> [What the task asks] Swap every occurrence of "give me the bounding box" in the data below for "provide its bounding box", and reproduce all of the data with nothing else altered.

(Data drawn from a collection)
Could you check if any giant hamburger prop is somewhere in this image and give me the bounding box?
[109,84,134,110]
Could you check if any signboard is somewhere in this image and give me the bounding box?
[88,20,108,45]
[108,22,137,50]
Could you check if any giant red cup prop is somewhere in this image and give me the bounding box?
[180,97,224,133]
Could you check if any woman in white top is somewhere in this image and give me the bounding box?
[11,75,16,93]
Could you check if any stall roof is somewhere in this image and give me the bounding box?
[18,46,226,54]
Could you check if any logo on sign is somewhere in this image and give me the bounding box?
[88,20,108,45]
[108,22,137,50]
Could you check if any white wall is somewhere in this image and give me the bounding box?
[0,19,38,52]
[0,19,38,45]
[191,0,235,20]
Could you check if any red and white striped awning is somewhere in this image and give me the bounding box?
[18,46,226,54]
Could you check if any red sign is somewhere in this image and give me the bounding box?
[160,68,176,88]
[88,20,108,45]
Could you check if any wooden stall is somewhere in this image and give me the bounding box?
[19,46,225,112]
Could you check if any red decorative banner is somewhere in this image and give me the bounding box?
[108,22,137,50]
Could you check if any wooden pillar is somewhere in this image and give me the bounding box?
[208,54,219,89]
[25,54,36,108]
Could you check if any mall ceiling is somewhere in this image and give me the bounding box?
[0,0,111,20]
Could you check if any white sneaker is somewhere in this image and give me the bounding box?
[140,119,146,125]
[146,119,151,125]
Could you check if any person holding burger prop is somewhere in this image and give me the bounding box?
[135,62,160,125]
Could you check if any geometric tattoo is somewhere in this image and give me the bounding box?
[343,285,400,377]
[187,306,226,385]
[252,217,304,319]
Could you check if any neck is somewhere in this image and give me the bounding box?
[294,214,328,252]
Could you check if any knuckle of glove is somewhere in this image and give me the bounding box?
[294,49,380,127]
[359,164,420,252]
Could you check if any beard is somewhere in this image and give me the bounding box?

> [Task result]
Could you check if any giant hamburger prop is somewhere in this image and provide its bounding box?
[109,84,134,110]
Could you check if any signboard is somewhere in this image and provide its bounding box?
[88,20,108,45]
[108,22,137,50]
Could you check if any giant red cup prop is somewhere in this image and provide its bounding box?
[180,97,224,133]
Could you check if any woman in white top is somewhere in this image and provide its bounding box?
[11,75,16,93]
Could you check if any stall roof is somewhere in this image and provide its bounding box?
[18,46,226,54]
Could you check if any logo on sign is somewhere in this image and provide its bounding box?
[88,20,108,45]
[108,22,137,50]
Could you check if any white wall is somewhere in this image and provide its bounding box?
[0,19,38,52]
[0,19,38,45]
[191,0,235,20]
Could you check if any red and white striped awning is somewhere in this image and provide its bounding box?
[18,46,226,54]
Could you check if any red sign is somewhere in this image and provide its bounding box?
[160,68,176,88]
[88,20,108,45]
Could you check if any wooden stall is somewhere in this image and provide its bounding box?
[19,46,225,112]
Could you check if any red decorative banner is somewhere in this image and provide its bounding box?
[108,22,137,50]
Could you check if any wooden pillar is somewhere in this image and provide its bounding box?
[208,54,219,89]
[25,54,36,108]
Could you check if any mall ceiling is somewhere in this image and provide its bounding box?
[0,0,111,20]
Could you check if any white sneaker is somewhere in this image and provide its bounding box?
[140,119,146,125]
[146,119,151,125]
Could you check if any person holding burger prop is somewhere in this image and provide its bounding box?
[135,62,160,125]
Could you check if any geometric tattoo is somewhere in this image and provide its bounding box?
[343,285,400,377]
[187,306,226,385]
[252,217,304,319]
Could you check if any neck is somewhere in this image and provide its bounding box?
[294,214,328,252]
Could you check if any knuckle of glove is somewhere in this image and provide its bounding box?
[294,49,380,127]
[359,164,420,252]
Could you check if any beard is somewhere in this image and provide its bounding box?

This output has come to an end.